**What to do**
Your task is to print all of the material verbatim.

════════════════════

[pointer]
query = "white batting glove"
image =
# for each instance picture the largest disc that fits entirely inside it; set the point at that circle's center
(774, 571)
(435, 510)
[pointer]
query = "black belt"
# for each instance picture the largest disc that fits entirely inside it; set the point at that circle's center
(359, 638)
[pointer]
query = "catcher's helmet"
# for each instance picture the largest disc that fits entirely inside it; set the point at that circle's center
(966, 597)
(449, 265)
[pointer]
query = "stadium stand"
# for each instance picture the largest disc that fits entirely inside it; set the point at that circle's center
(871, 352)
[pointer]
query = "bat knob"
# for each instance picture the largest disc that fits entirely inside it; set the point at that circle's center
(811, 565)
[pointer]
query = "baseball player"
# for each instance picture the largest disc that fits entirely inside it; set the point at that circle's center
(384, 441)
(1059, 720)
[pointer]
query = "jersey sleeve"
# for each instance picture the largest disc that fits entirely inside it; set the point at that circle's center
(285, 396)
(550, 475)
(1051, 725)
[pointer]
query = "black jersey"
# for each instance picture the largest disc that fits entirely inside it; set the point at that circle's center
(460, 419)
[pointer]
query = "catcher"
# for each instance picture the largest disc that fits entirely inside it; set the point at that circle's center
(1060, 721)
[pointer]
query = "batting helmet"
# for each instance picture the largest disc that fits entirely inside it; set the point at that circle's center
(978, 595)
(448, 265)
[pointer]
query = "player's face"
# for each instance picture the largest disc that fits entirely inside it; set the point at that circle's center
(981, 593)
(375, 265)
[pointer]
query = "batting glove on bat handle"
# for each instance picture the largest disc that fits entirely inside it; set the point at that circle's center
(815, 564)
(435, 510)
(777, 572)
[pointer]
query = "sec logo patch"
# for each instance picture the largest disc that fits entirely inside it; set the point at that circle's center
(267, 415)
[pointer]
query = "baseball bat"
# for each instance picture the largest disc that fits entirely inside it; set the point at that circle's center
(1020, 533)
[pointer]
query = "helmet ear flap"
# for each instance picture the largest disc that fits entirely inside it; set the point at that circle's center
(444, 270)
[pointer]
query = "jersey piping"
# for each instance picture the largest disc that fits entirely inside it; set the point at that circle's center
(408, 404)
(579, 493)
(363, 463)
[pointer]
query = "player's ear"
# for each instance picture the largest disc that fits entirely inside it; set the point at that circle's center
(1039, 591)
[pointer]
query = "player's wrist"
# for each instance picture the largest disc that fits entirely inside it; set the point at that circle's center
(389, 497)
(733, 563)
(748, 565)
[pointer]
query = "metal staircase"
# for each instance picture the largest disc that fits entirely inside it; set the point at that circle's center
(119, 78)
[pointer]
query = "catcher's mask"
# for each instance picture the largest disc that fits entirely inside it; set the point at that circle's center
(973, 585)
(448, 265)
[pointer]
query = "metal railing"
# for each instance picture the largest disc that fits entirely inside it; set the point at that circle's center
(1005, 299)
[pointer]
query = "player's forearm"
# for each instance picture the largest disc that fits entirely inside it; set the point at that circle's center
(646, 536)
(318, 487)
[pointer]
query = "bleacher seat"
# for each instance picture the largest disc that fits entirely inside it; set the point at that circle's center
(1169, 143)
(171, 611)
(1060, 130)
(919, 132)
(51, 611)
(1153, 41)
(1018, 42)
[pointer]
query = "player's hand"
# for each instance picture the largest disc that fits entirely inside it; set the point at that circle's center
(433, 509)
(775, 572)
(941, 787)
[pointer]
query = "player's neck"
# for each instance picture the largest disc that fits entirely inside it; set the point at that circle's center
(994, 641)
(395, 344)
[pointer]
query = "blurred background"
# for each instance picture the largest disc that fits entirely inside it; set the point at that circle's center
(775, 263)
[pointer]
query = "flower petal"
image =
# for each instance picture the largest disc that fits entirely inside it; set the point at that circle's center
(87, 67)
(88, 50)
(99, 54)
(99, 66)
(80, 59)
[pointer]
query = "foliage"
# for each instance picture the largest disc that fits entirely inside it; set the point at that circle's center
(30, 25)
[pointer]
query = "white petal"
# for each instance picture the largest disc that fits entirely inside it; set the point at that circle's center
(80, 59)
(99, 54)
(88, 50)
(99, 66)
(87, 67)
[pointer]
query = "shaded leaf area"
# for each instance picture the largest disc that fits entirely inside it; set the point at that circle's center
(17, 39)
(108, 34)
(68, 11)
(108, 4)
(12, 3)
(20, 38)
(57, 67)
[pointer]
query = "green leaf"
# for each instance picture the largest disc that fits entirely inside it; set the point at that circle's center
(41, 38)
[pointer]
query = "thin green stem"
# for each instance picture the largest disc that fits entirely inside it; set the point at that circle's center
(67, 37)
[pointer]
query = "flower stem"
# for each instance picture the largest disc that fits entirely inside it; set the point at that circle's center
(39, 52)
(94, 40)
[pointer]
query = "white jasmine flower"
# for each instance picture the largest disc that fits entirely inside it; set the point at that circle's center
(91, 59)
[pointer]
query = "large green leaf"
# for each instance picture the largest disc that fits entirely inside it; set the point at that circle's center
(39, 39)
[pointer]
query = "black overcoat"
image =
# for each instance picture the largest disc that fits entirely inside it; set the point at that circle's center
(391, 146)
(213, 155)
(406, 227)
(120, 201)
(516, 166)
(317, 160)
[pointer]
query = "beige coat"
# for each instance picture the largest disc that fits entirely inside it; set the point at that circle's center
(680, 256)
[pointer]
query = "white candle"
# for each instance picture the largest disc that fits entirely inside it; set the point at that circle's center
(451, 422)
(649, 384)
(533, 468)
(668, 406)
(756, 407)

════════════════════

**Task answer**
[pointer]
query = "white batting glove"
image =
# for each instance picture the largest disc that fits entirely inside it; set the point at that circle's center
(774, 571)
(435, 510)
[pointer]
query = "black belt"
# for each instance picture the largest disc that fits entirely inside it; set the point at that circle's center
(359, 638)
[pointer]
query = "catcher's helmet"
# for each instance picture the largest disc that fits entirely inside it; set the point at that circle's center
(966, 597)
(449, 265)
[pointer]
query = "stadium stand"
# for each instance picture the largest disc that fits entirely inside it; set the point at that circle's center
(871, 352)
[pointer]
query = "bat knob"
# for each instance picture the largest disc that fits entirely inside it; set the point at that circle's center
(811, 565)
[pointer]
query = "baseball player"
# for each instance picture the largest disc that fits entirely inside it; set the point at that circle's center
(384, 441)
(1059, 720)
[pointer]
query = "jersey sleeve"
# for each instance picture the largest disc that fits entirely inside it; set the point at that circle's center
(285, 396)
(550, 475)
(1051, 725)
[pointer]
query = "black jersey"
# for each instance picture the largest disc that fits entirely inside it; set the point at that circle's center
(460, 419)
[pointer]
query = "catcher"
# for each instance picture the largest disc that fits entirely inside it; set the point at that circle's center
(1060, 721)
[pointer]
query = "batting helmet"
# for each instance picture the largest disc that fits entirely inside it; set the point at that circle's center
(978, 595)
(448, 265)
[pointer]
query = "player's face"
# for each instance picture the largest disc that fits entirely inside it; set the point at that circle's center
(981, 593)
(375, 265)
[pointer]
query = "batting glove on bat handle"
# for each instance picture the largest disc that fits entirely inside it; set the point at that circle's center
(815, 564)
(435, 510)
(777, 572)
[pointer]
query = "sec logo patch"
# for each instance picture the largest disc that fits entirely inside it; set the point at that circle's center
(267, 415)
[pointer]
query = "baseball bat"
# for each instance picture the largest disc that fits entirely inside it; set the point at that circle's center
(1020, 533)
[pointer]
query = "helmet ear flap"
# for each instance picture the largest disc that fits entirely inside it; set the point at that circle's center
(444, 270)
[pointer]
query = "jersey piping"
# for each instance picture the largest disc that fits entirely inside it; set the point at that circle's center
(408, 404)
(579, 493)
(363, 463)
[pointer]
query = "player's ear"
# for each instance picture the largest disc that fits entirely inside it; set the point at that circle's center
(1039, 591)
[pointer]
query = "player's wrist"
# for each instance picture the largest disc that fits entirely inside it; set the point at that circle's center
(389, 497)
(733, 563)
(748, 565)
[pointer]
query = "metal staircase"
# for each instance picture the largest disc that fits entirely inside it; set the point at that circle's center
(119, 78)
[pointer]
query = "catcher's mask"
# for each instance picture the largest disc that fits entirely inside it; set the point at that circle's center
(973, 585)
(448, 265)
[pointer]
query = "metal railing"
# for each instance picture the largest disc that fits entirely inside it; set the point at that circle's center
(1005, 299)
[pointer]
query = "player's forearm"
# for each instance picture the largest disc that fits entirely inside it; set the point at that circle's center
(646, 536)
(318, 487)
[pointer]
query = "bleacher seat"
# for each instance picture the largest disc that fits entirely inside it; set the point at that circle's center
(1169, 143)
(171, 611)
(1060, 130)
(919, 132)
(51, 611)
(1153, 41)
(1018, 42)
[pointer]
query = "player's hand"
# for each instance picture the largest disc that fits entirely inside it; set the point at that circle's center
(433, 509)
(775, 572)
(941, 787)
[pointer]
query = "player's neck"
# for each instance picture the largest disc that fits entirely inside it; set the point at that circle's center
(994, 641)
(395, 344)
[pointer]
query = "blurred background"
# for each instance picture the largest disc that fits entirely inside it; set the point at that circle's center
(775, 263)
[pointer]
query = "flower petal"
image =
# for each instance picture the largest disc that fits entirely inside it; set the point at that circle's center
(87, 67)
(88, 50)
(99, 54)
(99, 66)
(80, 59)
[pointer]
query = "foliage"
# for each instance picture the largest disc that fits entirely inside it; set the point at that circle's center
(30, 25)
[pointer]
query = "white petal"
# for each instance picture the largest disc that fits entirely inside it; set the point at that circle's center
(80, 59)
(99, 54)
(88, 50)
(99, 66)
(87, 67)
[pointer]
query = "shaded leaf area"
# for each instance picture the largest disc that fits entirely inside it; set the point at that circle's center
(17, 39)
(108, 34)
(68, 11)
(108, 4)
(12, 3)
(20, 38)
(57, 67)
[pointer]
query = "green leaf"
# for each instance picture the largest disc that fits entirely inside it; set the point at that circle's center
(41, 38)
[pointer]
query = "thin green stem"
# for each instance picture the largest disc that fits entirely inside it; set the point at that circle's center
(67, 37)
[pointer]
query = "flower stem"
# for each instance picture the largest disc that fits entirely inside it; set the point at that circle's center
(39, 52)
(94, 40)
[pointer]
query = "white jasmine flower"
# for each instance picture the largest disc that fits entirely inside it; set the point at that circle's center
(91, 59)
[pointer]
query = "large green leaf"
# for each instance picture the largest disc that fits entirely inside it; set the point at that circle's center
(39, 39)
[pointer]
query = "black overcoat"
image =
# for each instance picture the largest disc that fits entirely inside it; set the point at that circle's center
(391, 146)
(213, 155)
(406, 227)
(120, 201)
(516, 166)
(317, 160)
[pointer]
query = "beige coat"
# for each instance picture the largest disc that fits entirely inside it; set the point at that circle's center
(680, 256)
[pointer]
query = "white candle"
# for each instance picture the largest disc that fits entirely inside it; set the point at that circle's center
(451, 422)
(649, 384)
(533, 468)
(668, 406)
(756, 407)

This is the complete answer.